# TO DO
In the fake rock build thread, what is the grey material on the main walls? Please answer briefly.

# DOCUMENT EXTRACT
------------------------
# Started Fake Rock Build



## Swain86 (Jan 23, 2011)

I have started a fake rock build for a 4ft x 2 x 2 .
AS you can see in the pictures its no where near complete, this is only the cool end of the viv so far.




























Thanks for viewing !


----------



## xanman (Jan 30, 2010)

Looking Good:2thumb:, i'm taking great interest in all fake rock projects with a view to starting one or two myself.


----------



## Exocoetidae (Jan 26, 2011)

looking forward to seeing final result, looks great so far!


----------



## Swain86 (Jan 23, 2011)

thank you , this is my first so i am taking it slow trying to get it right


----------



## lewis1504 (Jan 25, 2011)

these may be silly questions but what was the grey material you used for the main walls??

also is that just polystyrene in the bottom?


----------



## Lovin (Sep 14, 2010)

Hey i'm new to the whole vivarium thing but my corns in a little faunarium and such. was just wondering about the materials you used to create this and how would one go about starting something such as this herself?

I mean I really really wanna kit my viv out (when i get it) and this looks like the perfect thing to do. I'm guessing u cnt do much with it though after your down moulding it. Hmmmm I dunno like plants or make it look more colourful?


----------



## tp.shackleton.norgay (Jan 10, 2011)

looks great!! looking forward to seeing the end result


----------



## Swain86 (Jan 23, 2011)

lewis1504 said:


> these may be silly questions but what was the grey material you used for the main walls??
> 
> also is that just polystyrene in the bottom?



The the grey material is tile grout. The whole thing is made out of polystyrene, i have not fully grouted it all yet.


----------



## Swain86 (Jan 23, 2011)

Lovin said:


> Hey i'm new to the whole vivarium thing but my corns in a little faunarium and such. was just wondering about the materials you used to create this and how would one go about starting something such as this herself?
> 
> I mean I really really wanna kit my viv out (when i get it) and this looks like the perfect thing to do. I'm guessing u cnt do much with it though after your down moulding it. Hmmmm I dunno like plants or make it look more colourful?


Hi , well as you see i still have a lot to do. As i mentioned this is only one half and its not complete.
------------------------
# SUPPLIED MATERIAL
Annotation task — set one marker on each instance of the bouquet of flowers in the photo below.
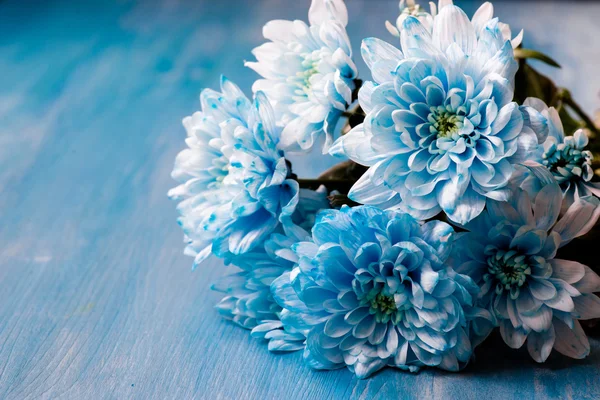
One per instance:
(463, 172)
------------------------
# SOLUTION
Tile grout.